◆ PROBLEM 1
Summarize the passage on deducting interest in two sentences.

The issue is whether to allow the interest on borrowing utilized for exempt income or non assessable income. The primary condition for allowing deduction of interest in the computation of business income is that the interest was paid on capital borrowed for the purpose of business or profession. If the borrowed capital is utilized not in the business whose income is assessable, but in earning some non assessable or exempt income, the interest paid thereon, is not an allowable deduction under these provisions. This analogy flows from Section 14A inserted in Chapter IV of the Act, by the Finance Act, 2011 with retrospective effect from 01.04.1962, which is intended to safeguard the interest of the Revenue on account of wrong claim of expenditure relating to exempt income against taxable income. The Section 14A postulates that only expenditure which is relatable to taxable income should be deducted in computing the total income. Hence, expenditure which is incurred to earn exempt income should not be considered in the computation of total income. This would result in double advantage to the assessee.
Direct judgment which covers this issue is H.T. Conville Vs. CIT 4 ITR 137. Where a borrowing is specifically meant for use in a new industrial undertaking covered by Section 10B, such interest would go to reduce the eligible relief. It was, therefore, decided in Procon Systems P. Ltd. V. ITO 296 ITR 636 (Mad) that such interest cannot be reduced from eligible profits, because it has already been allowed as a business deduction.
(III) Section36( 1 )(iii)vis-à-visexplanation8toSection43(1)

◆ DATASET ENTRIES
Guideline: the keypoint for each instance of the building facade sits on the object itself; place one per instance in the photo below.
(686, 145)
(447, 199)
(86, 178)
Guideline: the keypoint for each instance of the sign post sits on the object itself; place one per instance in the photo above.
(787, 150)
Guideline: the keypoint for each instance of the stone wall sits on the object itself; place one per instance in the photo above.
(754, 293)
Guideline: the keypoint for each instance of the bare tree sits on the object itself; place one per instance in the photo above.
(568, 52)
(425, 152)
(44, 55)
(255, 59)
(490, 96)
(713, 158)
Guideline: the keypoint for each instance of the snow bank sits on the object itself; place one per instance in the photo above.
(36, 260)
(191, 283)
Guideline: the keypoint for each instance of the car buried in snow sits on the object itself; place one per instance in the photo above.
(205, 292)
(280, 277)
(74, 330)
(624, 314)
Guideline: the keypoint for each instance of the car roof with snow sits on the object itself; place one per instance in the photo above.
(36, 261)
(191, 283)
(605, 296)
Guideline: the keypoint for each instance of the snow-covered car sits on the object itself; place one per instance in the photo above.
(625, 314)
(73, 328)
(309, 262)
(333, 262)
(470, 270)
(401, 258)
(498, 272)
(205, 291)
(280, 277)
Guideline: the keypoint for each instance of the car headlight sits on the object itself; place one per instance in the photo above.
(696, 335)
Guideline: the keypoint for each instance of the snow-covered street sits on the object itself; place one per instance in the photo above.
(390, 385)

◆ PROBLEM 2
Render the stretch of the records from the line containing "the snow-covered car" through the end of the records as a Markdown table with columns Row and Line, numbering each row and skipping blank lines.

◆ WORKED SOLUTION 1
Interest is deductible in computing business income only when it was paid on capital borrowed for the purpose of business or profession, so interest on borrowing used to earn exempt or non-assessable income is not an allowable deduction. Section 14A, inserted by the Finance Act, 2011 with retrospective effect from 01.04.1962, provides that only expenditure relatable to taxable income should be deducted in computing total income.

◆ WORKED SOLUTION 2
| Row | Line |
|---|---|
| 1 | Guideline: the keypoint for each instance of the snow-covered car sits on the object itself; place one per instance in the photo above. |
| 2 | (625, 314) |
| 3 | (73, 328) |
| 4 | (309, 262) |
| 5 | (333, 262) |
| 6 | (470, 270) |
| 7 | (401, 258) |
| 8 | (498, 272) |
| 9 | (205, 291) |
| 10 | (280, 277) |
| 11 | Guideline: the keypoint for each instance of the car headlight sits on the object itself; place one per instance in the photo above. |
| 12 | (696, 335) |
| 13 | Guideline: the keypoint for each instance of the snow-covered street sits on the object itself; place one per instance in the photo above. |
| 14 | (390, 385) |